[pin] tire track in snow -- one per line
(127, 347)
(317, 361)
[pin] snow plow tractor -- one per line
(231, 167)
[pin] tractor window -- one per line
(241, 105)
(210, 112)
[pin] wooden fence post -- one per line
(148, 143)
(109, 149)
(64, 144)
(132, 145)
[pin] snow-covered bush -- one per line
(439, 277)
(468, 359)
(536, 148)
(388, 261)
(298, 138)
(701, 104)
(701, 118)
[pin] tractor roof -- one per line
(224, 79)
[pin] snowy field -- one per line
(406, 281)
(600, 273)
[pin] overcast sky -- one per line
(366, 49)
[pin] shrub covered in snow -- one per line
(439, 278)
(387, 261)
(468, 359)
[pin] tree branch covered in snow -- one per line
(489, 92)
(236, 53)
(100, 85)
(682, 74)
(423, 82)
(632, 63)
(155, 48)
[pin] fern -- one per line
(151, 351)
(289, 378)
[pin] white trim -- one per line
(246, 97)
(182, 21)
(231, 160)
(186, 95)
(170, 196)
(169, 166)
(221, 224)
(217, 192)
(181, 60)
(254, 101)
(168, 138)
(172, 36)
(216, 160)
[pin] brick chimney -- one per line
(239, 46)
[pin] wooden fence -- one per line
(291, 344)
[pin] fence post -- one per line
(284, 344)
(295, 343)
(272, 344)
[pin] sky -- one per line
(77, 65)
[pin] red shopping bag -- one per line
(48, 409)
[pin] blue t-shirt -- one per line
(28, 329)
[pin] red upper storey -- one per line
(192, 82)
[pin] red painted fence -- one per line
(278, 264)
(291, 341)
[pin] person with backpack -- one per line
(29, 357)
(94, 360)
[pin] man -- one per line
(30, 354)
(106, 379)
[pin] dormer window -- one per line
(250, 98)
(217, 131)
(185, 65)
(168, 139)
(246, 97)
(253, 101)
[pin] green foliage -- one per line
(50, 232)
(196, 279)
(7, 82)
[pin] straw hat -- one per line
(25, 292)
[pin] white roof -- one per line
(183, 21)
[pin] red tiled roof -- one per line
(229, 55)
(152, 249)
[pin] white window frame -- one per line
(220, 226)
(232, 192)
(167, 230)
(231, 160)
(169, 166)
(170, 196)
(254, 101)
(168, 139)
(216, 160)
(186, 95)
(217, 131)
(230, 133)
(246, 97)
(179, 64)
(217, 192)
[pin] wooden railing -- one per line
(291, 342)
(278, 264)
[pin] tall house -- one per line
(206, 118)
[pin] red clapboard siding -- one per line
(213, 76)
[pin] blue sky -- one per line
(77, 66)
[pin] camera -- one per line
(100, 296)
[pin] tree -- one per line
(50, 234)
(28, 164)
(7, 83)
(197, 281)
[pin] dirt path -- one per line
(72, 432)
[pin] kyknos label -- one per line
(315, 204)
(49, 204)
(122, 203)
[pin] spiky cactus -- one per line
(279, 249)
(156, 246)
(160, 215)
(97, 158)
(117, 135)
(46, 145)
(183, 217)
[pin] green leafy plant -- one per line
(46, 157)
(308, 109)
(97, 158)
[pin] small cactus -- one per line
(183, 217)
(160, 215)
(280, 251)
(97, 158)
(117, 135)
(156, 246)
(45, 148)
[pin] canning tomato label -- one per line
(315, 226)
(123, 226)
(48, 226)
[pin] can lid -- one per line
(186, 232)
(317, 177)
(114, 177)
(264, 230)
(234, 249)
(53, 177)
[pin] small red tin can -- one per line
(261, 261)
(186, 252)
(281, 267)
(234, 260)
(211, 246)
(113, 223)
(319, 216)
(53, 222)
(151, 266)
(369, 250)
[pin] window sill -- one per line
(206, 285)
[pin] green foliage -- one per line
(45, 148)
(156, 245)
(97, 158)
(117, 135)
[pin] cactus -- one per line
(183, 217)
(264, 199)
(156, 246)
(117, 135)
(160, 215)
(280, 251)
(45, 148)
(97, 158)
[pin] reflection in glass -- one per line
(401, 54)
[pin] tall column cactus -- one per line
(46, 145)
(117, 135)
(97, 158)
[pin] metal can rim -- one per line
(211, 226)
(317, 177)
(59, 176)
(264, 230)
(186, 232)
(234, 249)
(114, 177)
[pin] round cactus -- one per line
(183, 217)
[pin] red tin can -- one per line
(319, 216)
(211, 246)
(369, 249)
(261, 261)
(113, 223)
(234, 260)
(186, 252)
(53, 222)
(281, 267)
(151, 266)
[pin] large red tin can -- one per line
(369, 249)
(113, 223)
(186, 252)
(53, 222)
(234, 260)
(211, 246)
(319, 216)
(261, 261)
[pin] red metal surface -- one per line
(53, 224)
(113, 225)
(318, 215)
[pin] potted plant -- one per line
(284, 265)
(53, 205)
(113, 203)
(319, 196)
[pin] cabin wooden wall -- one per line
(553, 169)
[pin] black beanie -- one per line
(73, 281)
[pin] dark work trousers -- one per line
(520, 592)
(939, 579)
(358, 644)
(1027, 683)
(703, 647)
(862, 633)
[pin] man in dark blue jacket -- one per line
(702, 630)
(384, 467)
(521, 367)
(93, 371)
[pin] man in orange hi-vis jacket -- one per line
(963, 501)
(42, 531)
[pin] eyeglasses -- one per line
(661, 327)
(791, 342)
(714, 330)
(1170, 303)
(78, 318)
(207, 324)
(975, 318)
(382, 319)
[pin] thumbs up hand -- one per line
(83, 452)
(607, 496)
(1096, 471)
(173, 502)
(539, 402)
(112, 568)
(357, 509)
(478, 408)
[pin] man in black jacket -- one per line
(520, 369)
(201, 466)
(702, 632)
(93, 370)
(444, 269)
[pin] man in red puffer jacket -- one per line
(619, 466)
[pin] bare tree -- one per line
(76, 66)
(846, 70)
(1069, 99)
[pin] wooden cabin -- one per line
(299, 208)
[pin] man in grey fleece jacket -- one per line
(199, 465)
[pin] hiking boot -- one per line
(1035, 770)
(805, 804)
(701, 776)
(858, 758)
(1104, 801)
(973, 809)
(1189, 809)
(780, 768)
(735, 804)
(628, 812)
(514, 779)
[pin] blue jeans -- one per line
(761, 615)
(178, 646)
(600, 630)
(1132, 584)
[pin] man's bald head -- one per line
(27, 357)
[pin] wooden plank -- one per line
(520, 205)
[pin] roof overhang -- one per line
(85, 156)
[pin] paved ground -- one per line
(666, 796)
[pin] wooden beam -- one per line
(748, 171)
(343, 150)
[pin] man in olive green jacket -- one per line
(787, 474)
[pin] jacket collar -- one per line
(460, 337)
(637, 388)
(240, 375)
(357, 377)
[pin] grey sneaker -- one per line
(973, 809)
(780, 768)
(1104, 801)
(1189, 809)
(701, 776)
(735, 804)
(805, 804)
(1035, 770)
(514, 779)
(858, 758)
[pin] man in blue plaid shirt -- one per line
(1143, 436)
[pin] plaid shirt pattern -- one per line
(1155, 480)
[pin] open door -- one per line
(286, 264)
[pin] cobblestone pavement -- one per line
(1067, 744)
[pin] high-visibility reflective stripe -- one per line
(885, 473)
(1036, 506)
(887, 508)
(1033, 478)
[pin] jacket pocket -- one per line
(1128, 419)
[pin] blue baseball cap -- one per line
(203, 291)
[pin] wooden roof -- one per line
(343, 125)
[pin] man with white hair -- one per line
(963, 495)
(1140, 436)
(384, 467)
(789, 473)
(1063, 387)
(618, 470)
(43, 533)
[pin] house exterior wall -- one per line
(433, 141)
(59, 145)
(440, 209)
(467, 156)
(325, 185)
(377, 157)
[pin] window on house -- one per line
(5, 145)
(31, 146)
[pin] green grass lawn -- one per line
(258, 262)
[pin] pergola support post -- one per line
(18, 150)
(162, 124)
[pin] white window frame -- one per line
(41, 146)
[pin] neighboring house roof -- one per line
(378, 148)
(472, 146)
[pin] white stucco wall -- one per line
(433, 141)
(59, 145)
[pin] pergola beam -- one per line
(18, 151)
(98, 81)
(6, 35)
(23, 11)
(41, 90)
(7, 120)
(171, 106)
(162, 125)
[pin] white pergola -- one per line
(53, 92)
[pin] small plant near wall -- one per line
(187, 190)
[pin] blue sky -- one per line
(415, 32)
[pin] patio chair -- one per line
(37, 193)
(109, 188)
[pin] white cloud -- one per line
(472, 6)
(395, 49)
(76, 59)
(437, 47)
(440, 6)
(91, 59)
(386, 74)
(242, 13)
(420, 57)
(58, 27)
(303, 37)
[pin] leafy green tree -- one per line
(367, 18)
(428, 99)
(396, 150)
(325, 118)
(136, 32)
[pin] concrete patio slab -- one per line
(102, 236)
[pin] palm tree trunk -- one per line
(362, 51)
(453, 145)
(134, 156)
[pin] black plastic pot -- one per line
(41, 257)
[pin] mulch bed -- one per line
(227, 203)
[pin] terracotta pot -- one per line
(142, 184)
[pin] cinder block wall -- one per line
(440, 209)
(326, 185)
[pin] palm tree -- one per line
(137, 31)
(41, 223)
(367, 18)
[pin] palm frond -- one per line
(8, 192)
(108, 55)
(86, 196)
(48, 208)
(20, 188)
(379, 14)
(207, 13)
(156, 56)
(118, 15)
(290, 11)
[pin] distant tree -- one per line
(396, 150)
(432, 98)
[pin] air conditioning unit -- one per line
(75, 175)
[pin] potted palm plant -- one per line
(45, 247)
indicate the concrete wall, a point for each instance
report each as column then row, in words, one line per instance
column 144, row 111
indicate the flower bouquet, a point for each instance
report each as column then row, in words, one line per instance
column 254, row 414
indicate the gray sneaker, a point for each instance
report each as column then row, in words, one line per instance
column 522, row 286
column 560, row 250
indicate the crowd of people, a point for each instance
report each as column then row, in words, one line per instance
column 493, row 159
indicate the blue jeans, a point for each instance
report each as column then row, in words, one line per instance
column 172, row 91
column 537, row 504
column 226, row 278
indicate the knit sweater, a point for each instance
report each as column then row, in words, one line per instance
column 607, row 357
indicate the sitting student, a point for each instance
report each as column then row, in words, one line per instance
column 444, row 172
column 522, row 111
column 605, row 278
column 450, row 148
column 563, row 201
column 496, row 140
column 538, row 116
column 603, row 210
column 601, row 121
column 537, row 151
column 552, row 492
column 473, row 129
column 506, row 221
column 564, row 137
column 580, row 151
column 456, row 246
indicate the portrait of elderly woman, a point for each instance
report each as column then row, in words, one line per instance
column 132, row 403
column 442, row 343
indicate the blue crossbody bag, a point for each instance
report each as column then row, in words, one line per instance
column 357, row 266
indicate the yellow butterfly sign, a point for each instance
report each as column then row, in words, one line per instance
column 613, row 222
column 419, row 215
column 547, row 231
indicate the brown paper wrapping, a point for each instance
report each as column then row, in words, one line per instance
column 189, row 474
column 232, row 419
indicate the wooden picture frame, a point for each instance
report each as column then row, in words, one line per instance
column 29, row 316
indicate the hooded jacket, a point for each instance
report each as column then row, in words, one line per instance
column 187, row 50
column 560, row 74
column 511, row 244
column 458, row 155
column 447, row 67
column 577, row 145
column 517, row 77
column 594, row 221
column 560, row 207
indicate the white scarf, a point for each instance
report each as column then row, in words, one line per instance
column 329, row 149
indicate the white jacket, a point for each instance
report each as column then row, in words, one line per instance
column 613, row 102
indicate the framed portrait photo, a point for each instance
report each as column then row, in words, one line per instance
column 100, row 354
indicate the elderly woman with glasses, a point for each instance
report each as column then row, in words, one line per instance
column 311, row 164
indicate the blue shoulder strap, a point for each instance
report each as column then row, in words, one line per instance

============================================================

● **Work instructions**: Give the number of lines in the listing that hold "portrait", with no other words.

● **Solved problem**: 2